### Stated goal
Copy out each line exactly as it appears.

********************

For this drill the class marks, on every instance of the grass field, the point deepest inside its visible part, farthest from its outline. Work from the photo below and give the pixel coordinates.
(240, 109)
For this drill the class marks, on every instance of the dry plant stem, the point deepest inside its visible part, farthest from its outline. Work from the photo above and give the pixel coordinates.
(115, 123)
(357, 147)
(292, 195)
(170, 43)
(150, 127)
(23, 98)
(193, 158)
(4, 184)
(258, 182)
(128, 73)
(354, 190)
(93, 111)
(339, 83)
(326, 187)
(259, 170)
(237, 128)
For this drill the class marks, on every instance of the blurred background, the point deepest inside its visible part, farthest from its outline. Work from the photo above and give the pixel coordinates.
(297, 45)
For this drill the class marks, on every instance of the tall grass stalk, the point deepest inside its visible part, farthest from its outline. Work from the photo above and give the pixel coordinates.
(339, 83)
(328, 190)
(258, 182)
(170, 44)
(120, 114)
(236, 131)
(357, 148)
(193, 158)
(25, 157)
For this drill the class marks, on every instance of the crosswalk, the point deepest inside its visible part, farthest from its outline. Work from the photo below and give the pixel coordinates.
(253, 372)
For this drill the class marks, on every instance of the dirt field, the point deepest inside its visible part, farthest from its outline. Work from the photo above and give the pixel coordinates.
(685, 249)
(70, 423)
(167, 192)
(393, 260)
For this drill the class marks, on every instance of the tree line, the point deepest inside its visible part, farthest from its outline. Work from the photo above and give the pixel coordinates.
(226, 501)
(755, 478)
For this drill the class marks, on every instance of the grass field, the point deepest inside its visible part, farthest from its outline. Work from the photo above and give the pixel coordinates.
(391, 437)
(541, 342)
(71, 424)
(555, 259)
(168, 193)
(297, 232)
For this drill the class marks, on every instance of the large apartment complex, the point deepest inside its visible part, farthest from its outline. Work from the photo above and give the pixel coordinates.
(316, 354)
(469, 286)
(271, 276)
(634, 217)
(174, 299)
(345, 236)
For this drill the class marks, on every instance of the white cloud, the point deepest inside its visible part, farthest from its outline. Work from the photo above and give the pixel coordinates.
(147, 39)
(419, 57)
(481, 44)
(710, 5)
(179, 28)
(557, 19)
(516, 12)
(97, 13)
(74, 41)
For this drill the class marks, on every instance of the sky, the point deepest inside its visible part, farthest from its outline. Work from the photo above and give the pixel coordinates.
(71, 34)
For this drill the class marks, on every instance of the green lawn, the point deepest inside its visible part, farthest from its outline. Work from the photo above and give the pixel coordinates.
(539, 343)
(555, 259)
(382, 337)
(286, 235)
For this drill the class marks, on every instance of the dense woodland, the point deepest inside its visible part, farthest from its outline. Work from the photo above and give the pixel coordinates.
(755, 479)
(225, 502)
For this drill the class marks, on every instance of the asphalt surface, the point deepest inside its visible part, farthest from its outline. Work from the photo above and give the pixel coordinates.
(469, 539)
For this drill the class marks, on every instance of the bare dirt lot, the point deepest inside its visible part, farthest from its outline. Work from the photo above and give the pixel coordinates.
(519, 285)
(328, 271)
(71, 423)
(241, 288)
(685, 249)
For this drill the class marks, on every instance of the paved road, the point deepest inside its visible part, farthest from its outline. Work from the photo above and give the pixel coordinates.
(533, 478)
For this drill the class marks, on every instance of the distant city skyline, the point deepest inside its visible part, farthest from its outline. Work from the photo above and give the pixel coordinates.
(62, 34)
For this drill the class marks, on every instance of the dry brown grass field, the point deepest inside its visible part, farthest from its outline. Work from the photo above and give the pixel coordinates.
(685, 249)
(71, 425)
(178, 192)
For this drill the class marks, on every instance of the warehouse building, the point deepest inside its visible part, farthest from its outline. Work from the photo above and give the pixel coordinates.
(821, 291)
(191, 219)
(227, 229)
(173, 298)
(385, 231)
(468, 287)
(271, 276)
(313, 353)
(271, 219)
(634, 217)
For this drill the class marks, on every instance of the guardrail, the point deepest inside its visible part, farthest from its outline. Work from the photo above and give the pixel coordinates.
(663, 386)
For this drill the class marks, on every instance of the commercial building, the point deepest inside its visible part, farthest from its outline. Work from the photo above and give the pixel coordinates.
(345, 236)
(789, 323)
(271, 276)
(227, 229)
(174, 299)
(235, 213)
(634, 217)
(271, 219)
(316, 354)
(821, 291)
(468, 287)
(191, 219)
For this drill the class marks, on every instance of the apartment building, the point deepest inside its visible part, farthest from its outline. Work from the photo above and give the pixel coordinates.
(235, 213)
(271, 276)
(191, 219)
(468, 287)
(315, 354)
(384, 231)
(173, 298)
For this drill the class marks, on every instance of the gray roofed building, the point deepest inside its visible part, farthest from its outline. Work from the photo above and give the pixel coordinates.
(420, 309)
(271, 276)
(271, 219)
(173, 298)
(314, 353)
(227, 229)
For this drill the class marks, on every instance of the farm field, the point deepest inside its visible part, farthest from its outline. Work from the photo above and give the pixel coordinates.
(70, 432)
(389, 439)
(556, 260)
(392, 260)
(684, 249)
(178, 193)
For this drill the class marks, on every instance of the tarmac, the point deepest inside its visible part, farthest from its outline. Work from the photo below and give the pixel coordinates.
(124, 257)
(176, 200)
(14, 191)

********************

### Result of the exercise
For this drill the class marks, on every instance of the grass field, the point deepest inside its visible part, farthest from its outline. Work from the photo below and give the pixel coordinates.
(240, 109)
For this drill the class marks, on every instance of the dry plant stem, the point deepest inside its visible part, farthest from its outline. Work from the photo above and give the pixel coordinates.
(115, 123)
(357, 147)
(292, 195)
(170, 43)
(150, 127)
(23, 98)
(193, 158)
(4, 184)
(258, 182)
(128, 73)
(354, 190)
(93, 111)
(339, 83)
(326, 187)
(259, 170)
(237, 128)
For this drill the class marks, on every instance of the blurred background, the point deepest inside its visible part, farthest from its outline. Work from the photo above and give the pixel coordinates.
(297, 45)
For this drill the class marks, on every instance of the tall grass stalk, the point deepest inside its visible part, farthest from its outline. Work from the photo above and give the pixel coordinates.
(339, 83)
(328, 190)
(258, 182)
(170, 44)
(120, 114)
(236, 131)
(357, 148)
(193, 158)
(25, 157)
For this drill the class marks, on every instance of the crosswalk, the point deepest inside its visible part, farthest from its outline. Work from the photo below and give the pixel coordinates.
(253, 372)
For this drill the class marks, on every instance of the dirt field, the point deepest inside its visible part, farthest from its outline. Work from the photo above and give the pixel coordinates.
(685, 249)
(70, 423)
(167, 192)
(393, 260)
For this drill the class marks, on every instance of the tree line, the point deepest inside its visible part, farthest from its outline. Work from the photo above and give the pixel coordinates.
(226, 501)
(755, 478)
For this drill the class marks, on every instance of the grass field, the point deepest inside its visible part, farthest from its outline. Work from the photo above and give the pixel coordinates.
(391, 437)
(541, 342)
(71, 424)
(555, 259)
(168, 193)
(297, 232)
For this drill the class marks, on every instance of the large apartment complex, the point deepest inside its visible part, farthest from its outline. Work from the photo above and give the pixel coordinates.
(316, 354)
(469, 286)
(271, 276)
(634, 217)
(174, 299)
(345, 236)
For this drill the class marks, on every instance of the white cloud, the point deepest inside its visible part, farthest from its outline. Work from the photo above and give the pixel coordinates.
(147, 39)
(419, 57)
(481, 44)
(710, 5)
(179, 28)
(557, 19)
(516, 12)
(97, 13)
(74, 41)
For this drill the class marks, on every instance of the sky, the point deepest inside its visible part, farthest from its outline. Work from the photo above and give the pixel coordinates.
(71, 34)
For this drill the class marks, on every instance of the green lawn, the point deepest inside its visible part, farthest from its outline. Work from the photo above and give the pixel coordinates.
(539, 343)
(555, 259)
(382, 337)
(286, 235)
For this drill the class marks, on every instance of the dense woodland, the point deepest inside its visible part, farthest from its outline. Work from the photo above and give the pixel coordinates.
(755, 479)
(225, 502)
For this drill the class marks, on every instance of the asphalt surface, the point deepest inside its visible part, farthest from its outline. Work from the photo above and give the pixel coordinates.
(469, 539)
For this drill the class marks, on every instance of the bare dirt lot, the point deepest inside its visible part, farthest from its outline. Work from the photo above and give the pixel coordinates.
(519, 285)
(328, 271)
(71, 423)
(241, 288)
(685, 249)
For this drill the class marks, on every instance of the paved road, the point deepest inside its visible part, farthest from its outline. Work from the photo above and give the pixel coordinates.
(533, 478)
For this drill the class marks, on every instance of the distant city skyline, the point deepest inside its visible part, farthest from its outline. Work from the photo above and give the pixel coordinates.
(62, 34)
For this drill the class marks, on every instance of the dry brown grass field, the point deepest inside its visible part, farthest from its outline. Work from the photo above and give the pixel coordinates.
(685, 249)
(71, 425)
(178, 192)
For this drill the class marks, on every instance of the warehouse building, the point deepest inside its visible part, farthest from its outline. Work from the photo above and give the pixel coordinates.
(821, 291)
(191, 219)
(227, 229)
(173, 298)
(385, 231)
(468, 287)
(271, 276)
(313, 353)
(271, 219)
(634, 217)
For this drill the class marks, on every instance of the guardrail, the point deepest inside its visible part, farthest from its outline. Work from the photo above and give the pixel coordinates.
(663, 386)
For this drill the class marks, on every instance of the commercial building, the point deepest inside its visible part, farthest from its outline. Work from the photo above and give the pixel coordinates.
(345, 236)
(789, 323)
(271, 276)
(227, 229)
(174, 299)
(235, 213)
(634, 217)
(271, 219)
(316, 354)
(821, 291)
(468, 287)
(191, 219)
For this drill the class marks, on every instance of the apartment building, the point deepest inside its visible part, farthest from its outline. Work from the photo above and give the pixel coordinates.
(235, 213)
(271, 276)
(191, 219)
(468, 287)
(315, 354)
(384, 231)
(173, 298)
For this drill the class marks, on every instance of the gray roofed building, the point deepest inside its visible part, farthest from its outline. Work from the photo above and give the pixel coordinates.
(420, 309)
(271, 276)
(271, 219)
(173, 298)
(314, 353)
(227, 229)
For this drill the class marks, on every instance of the farm field, the point deepest inside its visible part, farthest from its outline. Work from the photo above and give the pixel coordinates.
(70, 432)
(389, 439)
(556, 260)
(392, 260)
(684, 249)
(178, 193)
For this drill the class marks, on every instance of the tarmac, the point deepest inside its visible part, farthest from its outline. Work from the photo below and give the pixel coordinates.
(124, 257)
(176, 200)
(14, 191)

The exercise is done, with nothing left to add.